◆ **List of tasks**
1) Answer these questions using the passage about Woody Brown.
(a) In what year did Woody write the letter, and how old was he then?
(b) Where did Woody move in the early 1930s?
(c) What is the name of the surf spot at the base of the cliff?
2) Repeat word for word the part of the passage about Woody Brown that opens with the words containing "At the base" and closes with "surfer among them.".
3) Write the next part of the passage about Woody Brown, picking up after its final sentence.

◆ **Extract provided**
================================
I feel blessed to have called Woody Brown my friend, since he was the most influential surfer of our time and the most inventive person I have ever known.
Woody wrote me a letter once, in 1999. He was 87 years old at the time, and recently married to a woman nearly half his age. It is said she had trouble keeping up with him. He spent his time with his 12-year-old son, surfing the local breaks near his home in Kahului, Maui, and volunteering at a local convalescent hospital, where he tended to people more than a decade younger than him. His letter begins: “My name is Woodbridge Parker Brown. I was born on January 5, 1912, in New York City. As a child I wanted to fly, but not with power planes. I wanted to fly with nature, where my head was the motor (like the birds).”
Woody took up the story of his life in the early 1930s, when he moved to La Jolla. There, he built the sailplanes he had been dreaming of, his wife towing him off the steep cliffs at Torrey Pines with a shock cord stretched between her bumper and his glider.
At the base of that cliff is the famed surf spot, Black’s, and it was there that Woody fell in love forever with another type of gliding. Initially he would bodysurf to shore. Then he found a piece of driftwood that he launched in the whitewater. This gave him the idea to build a hollow surfboard, something that he rode alone until discovering other breaks like Windansea, which he was apparently the first to ever ride.
He had never seen a surfboard prior to building one and by the time he met other surfers in the area, they found that Woody’s board was the best they had ever seen, and that he was the best and gutsiest surfer among them.
================================
◆ **Records supplied**
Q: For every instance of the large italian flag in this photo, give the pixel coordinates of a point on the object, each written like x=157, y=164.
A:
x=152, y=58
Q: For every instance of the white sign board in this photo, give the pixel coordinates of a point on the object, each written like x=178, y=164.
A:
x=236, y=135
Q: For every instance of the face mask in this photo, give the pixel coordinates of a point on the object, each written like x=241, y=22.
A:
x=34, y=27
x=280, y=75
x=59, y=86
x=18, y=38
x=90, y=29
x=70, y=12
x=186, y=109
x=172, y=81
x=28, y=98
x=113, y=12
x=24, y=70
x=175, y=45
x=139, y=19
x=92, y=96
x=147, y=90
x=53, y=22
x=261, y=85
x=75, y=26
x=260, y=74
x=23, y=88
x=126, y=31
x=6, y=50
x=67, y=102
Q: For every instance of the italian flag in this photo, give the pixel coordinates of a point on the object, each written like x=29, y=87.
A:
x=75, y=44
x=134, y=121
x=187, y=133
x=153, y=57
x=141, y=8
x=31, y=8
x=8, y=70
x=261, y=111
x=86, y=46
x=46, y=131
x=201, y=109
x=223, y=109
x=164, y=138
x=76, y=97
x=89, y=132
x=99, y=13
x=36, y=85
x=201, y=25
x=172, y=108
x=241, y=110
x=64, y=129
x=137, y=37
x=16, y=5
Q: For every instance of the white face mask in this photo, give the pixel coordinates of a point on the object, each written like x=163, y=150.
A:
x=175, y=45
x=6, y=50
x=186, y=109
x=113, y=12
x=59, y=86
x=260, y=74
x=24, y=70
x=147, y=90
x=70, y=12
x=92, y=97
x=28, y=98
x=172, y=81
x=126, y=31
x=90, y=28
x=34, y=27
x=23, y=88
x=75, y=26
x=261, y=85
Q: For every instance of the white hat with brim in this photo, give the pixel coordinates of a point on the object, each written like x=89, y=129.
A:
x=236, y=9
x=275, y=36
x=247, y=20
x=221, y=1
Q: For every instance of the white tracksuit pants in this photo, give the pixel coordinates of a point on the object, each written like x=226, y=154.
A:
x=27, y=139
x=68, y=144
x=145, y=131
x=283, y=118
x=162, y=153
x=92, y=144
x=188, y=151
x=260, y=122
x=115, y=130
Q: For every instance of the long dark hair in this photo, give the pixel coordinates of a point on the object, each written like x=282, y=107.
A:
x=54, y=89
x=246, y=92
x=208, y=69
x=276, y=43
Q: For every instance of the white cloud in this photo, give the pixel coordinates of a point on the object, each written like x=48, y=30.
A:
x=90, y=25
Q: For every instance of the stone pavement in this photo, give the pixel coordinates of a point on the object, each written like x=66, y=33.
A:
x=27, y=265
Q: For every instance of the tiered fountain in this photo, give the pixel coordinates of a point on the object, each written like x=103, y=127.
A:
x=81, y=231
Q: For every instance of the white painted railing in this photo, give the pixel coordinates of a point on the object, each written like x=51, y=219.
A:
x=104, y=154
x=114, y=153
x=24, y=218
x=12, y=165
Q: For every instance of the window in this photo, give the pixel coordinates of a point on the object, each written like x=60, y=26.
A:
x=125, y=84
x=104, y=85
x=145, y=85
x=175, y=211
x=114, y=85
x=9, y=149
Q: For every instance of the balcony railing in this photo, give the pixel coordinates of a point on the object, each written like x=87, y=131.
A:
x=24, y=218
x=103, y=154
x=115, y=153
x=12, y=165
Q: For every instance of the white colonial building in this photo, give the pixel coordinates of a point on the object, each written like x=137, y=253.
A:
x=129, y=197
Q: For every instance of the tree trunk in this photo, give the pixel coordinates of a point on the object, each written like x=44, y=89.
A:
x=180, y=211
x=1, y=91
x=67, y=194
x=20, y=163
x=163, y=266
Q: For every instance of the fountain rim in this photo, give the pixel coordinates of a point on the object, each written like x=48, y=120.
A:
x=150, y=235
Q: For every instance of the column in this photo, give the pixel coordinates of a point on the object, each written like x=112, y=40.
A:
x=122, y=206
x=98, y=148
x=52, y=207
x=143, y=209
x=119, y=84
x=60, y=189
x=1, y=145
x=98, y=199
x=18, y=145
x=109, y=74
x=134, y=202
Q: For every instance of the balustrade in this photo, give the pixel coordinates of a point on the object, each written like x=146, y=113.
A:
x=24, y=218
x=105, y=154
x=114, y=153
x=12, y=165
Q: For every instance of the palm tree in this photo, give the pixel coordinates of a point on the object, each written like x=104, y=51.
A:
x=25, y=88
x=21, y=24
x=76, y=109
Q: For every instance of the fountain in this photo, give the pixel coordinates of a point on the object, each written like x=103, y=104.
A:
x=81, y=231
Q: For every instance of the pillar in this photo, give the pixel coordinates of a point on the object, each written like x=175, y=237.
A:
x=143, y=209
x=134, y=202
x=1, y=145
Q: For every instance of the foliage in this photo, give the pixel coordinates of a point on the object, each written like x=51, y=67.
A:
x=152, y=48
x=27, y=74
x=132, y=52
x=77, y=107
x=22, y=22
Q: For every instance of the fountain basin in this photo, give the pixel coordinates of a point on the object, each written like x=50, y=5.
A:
================================
◆ **Numbered responses**
1)
(a) He wrote it in 1999, when he was 87 years old.
(b) He moved to La Jolla.
(c) The surf spot is called Black’s.

2)
At the base of that cliff is the famed surf spot, Black’s, and it was there that Woody fell in love forever with another type of gliding. Initially he would bodysurf to shore. Then he found a piece of driftwood that he launched in the whitewater. This gave him the idea to build a hollow surfboard, something that he rode alone until discovering other breaks like Windansea, which he was apparently the first to ever ride.
He had never seen a surfboard prior to building one and by the time he met other surfers in the area, they found that Woody’s board was the best they had ever seen, and that he was the best and gutsiest surfer among them.

3)
Woody returned to gliding and set a world’s record. He didn’t explain how, but only briefly mentioned that the day of his record, his wife died, followed by what he describes as a “mental crackup.” In a depressed daze, Woody drifted to Hawaii, where he would quickly become recognized as one of the island’s top surfers while working on a new type of outrigger he had invented, something the world now knows as the catamaran.
He had gone to the top of three sports, and yet was one of the most humble men I had ever encountered, taking time with anyone he met to talk about surfing, or sailing or the Christian-based faith he practiced, concentrating less on doctrine, more on the basics, like loving his neighbor as himself.
I think that Woody was 92 years old when I saw him surf, riding a replica of his first surfboard on a head-high wave at Windansea, without a wetsuit, taking great interest in the boards ridden by surfers a fraction of his age as they flew past him. Of course, few of these kids realized that without Woody their boards would not have been as advanced as they were, no doubt thinking that he was some far-out old man out for a final ride.
It is said that Woody died near his Maui home in late April of this year, but I don’t really believe it.
To me he is sailing through the heavens, banking off galaxies and doing maneuvers that the rest of us won’t comprehend for millennia.